RetryOptions with RetryPolicy

public enum RetryMode
{
    Fixed,
    Exponential
}

public class RetryOptions
{
    /// <summary>The retry approach to apply.</summary>
    public RetryMode RetryMode { get; set; } = RetryMode.Exponential
    
    /// <summary>The maximum number of retry attempts to make.</summary>
    public int MaximumRetries { get; set; } 
    
    /// <summary>The delay between retry attempts or the base of an exponential backoff.</summary>
    public TimeSpan Delay { get; set; }
    
    /// <summary>The minimum duration permissible between retry attempts.</summary>
    public TimeSpan MaximumDelay { get; set; }
    
    /// <summary>The maximum duration to wait for completion of a single attempt to perform an Event Hubs service operation.</summary>
    public TimeSpan TryTimeout { get; set; }
}

public abstract class EventHubsRetryPolicy
{
    /// <returns>The delay before retrying; if <c>null</c>, then do not retry.</returns>
    public abstract TimeSpan? CalculateRetryDelay(Exception lastException,
                                                  int retryCount);
}

internal class DefaultRetryPolicy : EventHubsRetryPolicy
{
    public RetryOptions RetryOptions { get; }
    
    EventHubsRetryPolicy(RetryOptions retryOptions) { ... }
    
    public override  TimeSpan? CalculateRetryDelay(Exception lastException,
                                                   int retryCount) { ... }
}

public class EventHubClientOptions
{
    ...
    RetryOptions RetryOptions { get; set; }
    ...
}

public class EventHubClient
{
    ...
    public RetryPolicy RetryPolicy { get; set; }
    ...
}

// Pattern repeats for the EventHubConsumer and EventHubProducer.  RetryOptions may be
// specified as part of the options for each, and a public property allows developers to
// set a custom implementation.


This preserves the extension point available in track one and allows developers to offer a custom implementation.


This removes exposure of the internal retry policy implementation in favor of an interface (abstract class), which may be defined by Azure.Core; ideally, both the options and the interface could be source from Azure.Core.


This allows developers to use a custom policy for advanced scenarios.


This requires us to expose the RetryPolicy on the client and allow for read/write semantics; I'd prefer to specify it at the time
of creation only.  (I don't really have a good, solid justification.  Just a preference.)


What did .NET do in Track 1?

public abstract class RetryPolicy
{
    public static bool IsRetryableException(Exception exception) { ... }
    public static RetryPolicy Default => new RetryExponential(DefaultRetryMinBackoff, DefaultRetryMaxBackoff, DefaultRetryMaxCount);
    public static RetryPolicy NoRetry => new RetryExponential(TimeSpan.Zero, TimeSpan.Zero, 0);

    public TimeSpan? GetNextRetryInterval(Exception lastException, 
                                          TimeSpan 
                                          remainingTime, 
                                          int retryCount) { ... }
    
    public abstract RetryPolicy Clone();
    protected abstract TimeSpan? OnGetNextRetryInterval(Exception lastException, 
                                                        TimeSpan remainingTime, 
                                                        int baseWaitTime, 
                                                        int retryCount);
}

public sealed class RetryExponential : RetryPolicy
{
    public RetryExponential(TimeSpan minimumBackoff, TimeSpan maximumBackoff, int maximumRetryCount) { ... }
    
    public override RetryPolicy Clone() { ... }
    protected override TimeSpan? OnGetNextRetryInterval(Exception lastException, 
                                                        TimeSpan remainingTime, 
                                                        int baseWaitTimeSecs, 
                                                        int retryCount)  { ... }
}

public abstract class EventHubClient 
{
    // Retry policy is set to the default on creation with no option to
    // change or override values.  It must be set on the client after
    // construction.

## Records
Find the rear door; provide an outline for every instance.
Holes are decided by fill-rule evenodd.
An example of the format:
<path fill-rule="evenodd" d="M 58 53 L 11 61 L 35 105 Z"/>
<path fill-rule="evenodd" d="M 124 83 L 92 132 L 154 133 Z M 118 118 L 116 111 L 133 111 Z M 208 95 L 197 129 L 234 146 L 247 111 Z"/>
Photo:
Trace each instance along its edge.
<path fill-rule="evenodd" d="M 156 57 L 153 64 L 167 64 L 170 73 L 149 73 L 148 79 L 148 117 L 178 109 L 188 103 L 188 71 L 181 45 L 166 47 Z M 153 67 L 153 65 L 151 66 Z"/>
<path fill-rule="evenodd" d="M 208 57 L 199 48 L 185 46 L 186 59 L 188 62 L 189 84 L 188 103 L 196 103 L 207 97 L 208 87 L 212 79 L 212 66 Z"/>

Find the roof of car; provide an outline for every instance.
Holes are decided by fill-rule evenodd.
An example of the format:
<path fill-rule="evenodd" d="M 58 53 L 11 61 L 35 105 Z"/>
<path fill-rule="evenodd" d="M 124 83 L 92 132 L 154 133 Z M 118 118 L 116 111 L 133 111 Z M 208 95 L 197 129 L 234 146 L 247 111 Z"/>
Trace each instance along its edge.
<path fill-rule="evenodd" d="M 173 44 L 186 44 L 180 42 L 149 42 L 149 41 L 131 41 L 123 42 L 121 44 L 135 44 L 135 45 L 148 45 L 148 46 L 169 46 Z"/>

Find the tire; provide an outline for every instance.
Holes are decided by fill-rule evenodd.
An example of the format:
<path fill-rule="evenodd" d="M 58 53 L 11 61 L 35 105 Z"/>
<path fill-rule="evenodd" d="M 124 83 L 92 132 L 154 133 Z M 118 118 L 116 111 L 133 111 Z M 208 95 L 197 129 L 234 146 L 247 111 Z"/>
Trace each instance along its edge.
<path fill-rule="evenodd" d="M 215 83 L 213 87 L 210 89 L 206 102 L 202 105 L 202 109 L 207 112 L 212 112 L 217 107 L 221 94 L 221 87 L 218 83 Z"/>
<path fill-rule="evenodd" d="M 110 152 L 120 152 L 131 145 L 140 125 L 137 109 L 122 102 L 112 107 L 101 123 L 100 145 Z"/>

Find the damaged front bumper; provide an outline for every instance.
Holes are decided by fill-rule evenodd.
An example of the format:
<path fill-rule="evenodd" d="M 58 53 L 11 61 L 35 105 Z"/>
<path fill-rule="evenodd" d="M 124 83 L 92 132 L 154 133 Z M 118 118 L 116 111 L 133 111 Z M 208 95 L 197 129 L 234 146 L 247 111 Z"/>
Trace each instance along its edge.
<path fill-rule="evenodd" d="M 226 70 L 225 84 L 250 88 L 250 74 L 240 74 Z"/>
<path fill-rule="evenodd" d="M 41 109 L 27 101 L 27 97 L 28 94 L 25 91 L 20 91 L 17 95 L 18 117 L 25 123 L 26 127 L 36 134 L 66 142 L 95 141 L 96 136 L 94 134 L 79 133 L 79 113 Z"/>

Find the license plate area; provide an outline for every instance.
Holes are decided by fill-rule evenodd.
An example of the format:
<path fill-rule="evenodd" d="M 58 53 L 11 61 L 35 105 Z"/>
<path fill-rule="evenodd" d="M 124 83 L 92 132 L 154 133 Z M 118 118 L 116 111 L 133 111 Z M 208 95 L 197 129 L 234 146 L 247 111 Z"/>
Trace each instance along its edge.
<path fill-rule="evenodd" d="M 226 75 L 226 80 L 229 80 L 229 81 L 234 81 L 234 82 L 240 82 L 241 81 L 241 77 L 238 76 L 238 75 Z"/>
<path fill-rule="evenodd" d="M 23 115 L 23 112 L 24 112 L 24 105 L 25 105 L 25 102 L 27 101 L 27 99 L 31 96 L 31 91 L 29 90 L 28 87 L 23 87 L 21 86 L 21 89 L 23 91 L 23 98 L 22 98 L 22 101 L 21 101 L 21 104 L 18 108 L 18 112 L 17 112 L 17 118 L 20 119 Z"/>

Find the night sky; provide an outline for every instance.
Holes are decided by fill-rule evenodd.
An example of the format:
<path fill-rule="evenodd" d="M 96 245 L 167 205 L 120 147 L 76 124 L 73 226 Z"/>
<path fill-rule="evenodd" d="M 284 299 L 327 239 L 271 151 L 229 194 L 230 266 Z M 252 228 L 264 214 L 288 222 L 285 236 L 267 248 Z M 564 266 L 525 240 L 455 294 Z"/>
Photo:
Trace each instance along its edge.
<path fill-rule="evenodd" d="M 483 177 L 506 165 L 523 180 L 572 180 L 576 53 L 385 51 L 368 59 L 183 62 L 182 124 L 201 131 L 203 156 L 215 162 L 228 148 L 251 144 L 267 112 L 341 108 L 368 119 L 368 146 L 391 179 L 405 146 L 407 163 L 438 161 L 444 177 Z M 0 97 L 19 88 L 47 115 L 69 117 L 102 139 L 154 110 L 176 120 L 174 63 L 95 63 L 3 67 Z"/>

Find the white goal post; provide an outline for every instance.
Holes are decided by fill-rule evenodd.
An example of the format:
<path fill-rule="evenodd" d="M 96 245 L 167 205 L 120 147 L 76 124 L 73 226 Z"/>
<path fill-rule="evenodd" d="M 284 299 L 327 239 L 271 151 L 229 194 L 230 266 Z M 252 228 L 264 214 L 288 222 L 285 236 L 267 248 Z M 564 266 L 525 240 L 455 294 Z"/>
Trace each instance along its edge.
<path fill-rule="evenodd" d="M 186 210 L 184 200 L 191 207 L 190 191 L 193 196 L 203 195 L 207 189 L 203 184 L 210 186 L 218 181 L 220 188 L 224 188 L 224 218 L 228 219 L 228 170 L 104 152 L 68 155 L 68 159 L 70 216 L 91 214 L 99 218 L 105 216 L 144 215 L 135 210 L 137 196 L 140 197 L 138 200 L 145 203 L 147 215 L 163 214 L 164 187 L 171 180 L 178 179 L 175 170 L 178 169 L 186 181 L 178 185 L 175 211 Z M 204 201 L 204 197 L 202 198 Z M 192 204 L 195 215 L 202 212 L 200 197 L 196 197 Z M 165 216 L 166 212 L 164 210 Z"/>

## Parts of the exercise
• a. Answer these questions from the retry design text:
(i) What default value is assigned to the RetryMode property of RetryOptions?
(ii) What does a null return from CalculateRetryDelay mean?
(iii) What three arguments does the Track 1 NoRetry property pass to RetryExponential?
• b. Please duplicate the part of the retry design text that opens with the words containing "This preserves the" and closes with "source from Azure.Core.".
The rows have no connection to the retry design text.

## Solutions per task
• a.
(i) RetryMode.Exponential
(ii) Do not retry.
(iii) TimeSpan.Zero, TimeSpan.Zero, and 0

• b.
This preserves the extension point available in track one and allows developers to offer a custom implementation.


This removes exposure of the internal retry policy implementation in favor of an interface (abstract class), which may be defined by Azure.Core; ideally, both the options and the interface could be source from Azure.Core.